• **Данные**:
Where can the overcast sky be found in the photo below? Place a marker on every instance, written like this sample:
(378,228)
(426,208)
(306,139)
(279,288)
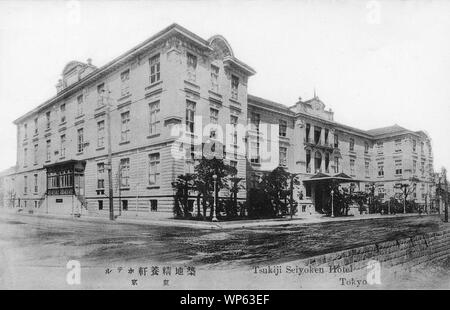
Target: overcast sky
(375,63)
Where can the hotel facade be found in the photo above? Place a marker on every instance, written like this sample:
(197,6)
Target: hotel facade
(174,80)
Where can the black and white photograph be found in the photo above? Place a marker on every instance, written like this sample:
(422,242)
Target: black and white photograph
(224,145)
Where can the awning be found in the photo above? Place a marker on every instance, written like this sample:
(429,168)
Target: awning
(340,177)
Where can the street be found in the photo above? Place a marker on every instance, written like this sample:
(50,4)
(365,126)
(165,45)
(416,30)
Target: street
(37,242)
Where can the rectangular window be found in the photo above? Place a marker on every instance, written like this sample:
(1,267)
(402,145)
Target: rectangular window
(80,105)
(233,164)
(25,184)
(366,147)
(154,118)
(48,150)
(155,69)
(100,94)
(282,128)
(381,191)
(352,167)
(352,144)
(154,169)
(124,172)
(62,110)
(25,157)
(307,133)
(101,134)
(255,120)
(35,154)
(36,183)
(62,146)
(192,67)
(398,167)
(125,82)
(398,145)
(283,156)
(254,151)
(80,140)
(336,165)
(234,87)
(380,169)
(234,122)
(125,205)
(380,147)
(317,134)
(190,113)
(47,117)
(36,126)
(215,78)
(100,175)
(125,130)
(153,205)
(213,116)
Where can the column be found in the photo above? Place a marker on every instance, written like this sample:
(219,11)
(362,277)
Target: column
(322,136)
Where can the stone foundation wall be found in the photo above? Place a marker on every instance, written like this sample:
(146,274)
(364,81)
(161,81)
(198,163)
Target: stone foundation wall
(403,253)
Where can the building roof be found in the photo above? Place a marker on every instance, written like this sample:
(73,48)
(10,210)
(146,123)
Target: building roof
(163,34)
(372,133)
(387,130)
(269,103)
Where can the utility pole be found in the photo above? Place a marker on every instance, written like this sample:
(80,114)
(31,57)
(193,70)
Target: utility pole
(108,128)
(444,172)
(291,190)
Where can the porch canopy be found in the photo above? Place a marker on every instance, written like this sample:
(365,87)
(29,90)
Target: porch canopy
(64,178)
(339,178)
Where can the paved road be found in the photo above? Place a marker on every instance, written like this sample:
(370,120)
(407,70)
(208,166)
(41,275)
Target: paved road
(50,241)
(34,252)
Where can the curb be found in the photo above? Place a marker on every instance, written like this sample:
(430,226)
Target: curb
(220,225)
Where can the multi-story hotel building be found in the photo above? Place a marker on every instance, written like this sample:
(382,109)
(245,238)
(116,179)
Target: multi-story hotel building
(177,78)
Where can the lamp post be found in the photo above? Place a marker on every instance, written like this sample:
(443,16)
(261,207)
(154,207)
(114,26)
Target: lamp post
(332,203)
(214,219)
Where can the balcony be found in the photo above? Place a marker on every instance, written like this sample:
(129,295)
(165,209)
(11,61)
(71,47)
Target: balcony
(319,144)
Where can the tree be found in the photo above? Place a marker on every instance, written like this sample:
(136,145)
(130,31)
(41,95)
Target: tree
(276,185)
(204,181)
(182,185)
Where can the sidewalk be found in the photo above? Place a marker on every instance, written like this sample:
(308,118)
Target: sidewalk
(218,225)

• **Цель задания**: Оформите строки всех приведённых выше записей как таблицу Markdown со столбцами «Номер» (порядковый номер строки) и «Строка» (её текст). Пустые строки опустите, изображения в ответ не включайте.

• **Ответ к упражнению**:
| Номер | Строка |
|---|---|
| 1 | Where can the overcast sky be found in the photo below? Place a marker on every instance, written like this sample: |
| 2 | (378,228) |
| 3 | (426,208) |
| 4 | (306,139) |
| 5 | (279,288) |
| 6 | Target: overcast sky |
| 7 | (375,63) |
| 8 | Where can the hotel facade be found in the photo above? Place a marker on every instance, written like this sample: |
| 9 | (197,6) |
| 10 | Target: hotel facade |
| 11 | (174,80) |
| 12 | Where can the black and white photograph be found in the photo above? Place a marker on every instance, written like this sample: |
| 13 | (422,242) |
| 14 | Target: black and white photograph |
| 15 | (224,145) |
| 16 | Where can the awning be found in the photo above? Place a marker on every instance, written like this sample: |
| 17 | (429,168) |
| 18 | Target: awning |
| 19 | (340,177) |
| 20 | Where can the street be found in the photo above? Place a marker on every instance, written like this sample: |
| 21 | (50,4) |
| 22 | (365,126) |
| 23 | (165,45) |
| 24 | (416,30) |
| 25 | Target: street |
| 26 | (37,242) |
| 27 | Where can the rectangular window be found in the photo above? Place a marker on every instance, written like this sample: |
| 28 | (1,267) |
| 29 | (402,145) |
| 30 | Target: rectangular window |
| 31 | (80,105) |
| 32 | (233,164) |
| 33 | (25,184) |
| 34 | (366,147) |
| 35 | (154,118) |
| 36 | (48,150) |
| 37 | (155,69) |
| 38 | (100,94) |
| 39 | (282,128) |
| 40 | (381,191) |
| 41 | (352,167) |
| 42 | (352,144) |
| 43 | (154,169) |
| 44 | (124,172) |
| 45 | (62,110) |
| 46 | (25,157) |
| 47 | (307,133) |
| 48 | (101,134) |
| 49 | (255,120) |
| 50 | (35,154) |
| 51 | (36,183) |
| 52 | (62,146) |
| 53 | (192,67) |
| 54 | (398,167) |
| 55 | (125,82) |
| 56 | (398,145) |
| 57 | (283,156) |
| 58 | (254,151) |
| 59 | (80,140) |
| 60 | (336,165) |
| 61 | (234,87) |
| 62 | (380,169) |
| 63 | (234,122) |
| 64 | (125,205) |
| 65 | (380,147) |
| 66 | (317,134) |
| 67 | (190,113) |
| 68 | (47,117) |
| 69 | (36,126) |
| 70 | (215,78) |
| 71 | (100,175) |
| 72 | (125,130) |
| 73 | (153,205) |
| 74 | (213,116) |
| 75 | Where can the column be found in the photo above? Place a marker on every instance, written like this sample: |
| 76 | (219,11) |
| 77 | (362,277) |
| 78 | Target: column |
| 79 | (322,136) |
| 80 | Where can the stone foundation wall be found in the photo above? Place a marker on every instance, written like this sample: |
| 81 | (146,274) |
| 82 | (364,81) |
| 83 | (161,81) |
| 84 | (198,163) |
| 85 | Target: stone foundation wall |
| 86 | (403,253) |
| 87 | Where can the building roof be found in the photo above? Place a marker on every instance, written like this sample: |
| 88 | (73,48) |
| 89 | (10,210) |
| 90 | (146,123) |
| 91 | Target: building roof |
| 92 | (163,34) |
| 93 | (372,133) |
| 94 | (387,130) |
| 95 | (269,103) |
| 96 | Where can the utility pole be found in the photo above? Place a marker on every instance, written like this sample: |
| 97 | (80,114) |
| 98 | (31,57) |
| 99 | (193,70) |
| 100 | Target: utility pole |
| 101 | (108,128) |
| 102 | (444,172) |
| 103 | (291,190) |
| 104 | Where can the porch canopy be found in the photo above? Place a marker on every instance, written like this sample: |
| 105 | (365,87) |
| 106 | (29,90) |
| 107 | Target: porch canopy |
| 108 | (64,178) |
| 109 | (339,178) |
| 110 | Where can the paved road be found in the photo above? Place a marker on every instance, written like this sample: |
| 111 | (370,120) |
| 112 | (407,70) |
| 113 | (208,166) |
| 114 | (41,275) |
| 115 | Target: paved road |
| 116 | (50,241) |
| 117 | (34,252) |
| 118 | Where can the curb be found in the photo above? Place a marker on every instance, written like this sample: |
| 119 | (430,226) |
| 120 | Target: curb |
| 121 | (220,225) |
| 122 | Where can the multi-story hotel building be found in the photo above? Place a marker on every instance, written like this sample: |
| 123 | (382,109) |
| 124 | (245,238) |
| 125 | (116,179) |
| 126 | Target: multi-story hotel building |
| 127 | (177,78) |
| 128 | Where can the lamp post be found in the photo above? Place a marker on every instance, written like this sample: |
| 129 | (443,16) |
| 130 | (261,207) |
| 131 | (154,207) |
| 132 | (114,26) |
| 133 | Target: lamp post |
| 134 | (332,203) |
| 135 | (214,219) |
| 136 | Where can the balcony be found in the photo above? Place a marker on every instance, written like this sample: |
| 137 | (129,295) |
| 138 | (165,209) |
| 139 | (11,61) |
| 140 | (71,47) |
| 141 | Target: balcony |
| 142 | (319,144) |
| 143 | Where can the tree be found in the photo above? Place a marker on every instance, written like this sample: |
| 144 | (136,145) |
| 145 | (130,31) |
| 146 | (41,95) |
| 147 | Target: tree |
| 148 | (276,185) |
| 149 | (204,181) |
| 150 | (182,185) |
| 151 | Where can the sidewalk be found in the photo above? Place a marker on every instance, written like this sample: |
| 152 | (308,118) |
| 153 | Target: sidewalk |
| 154 | (218,225) |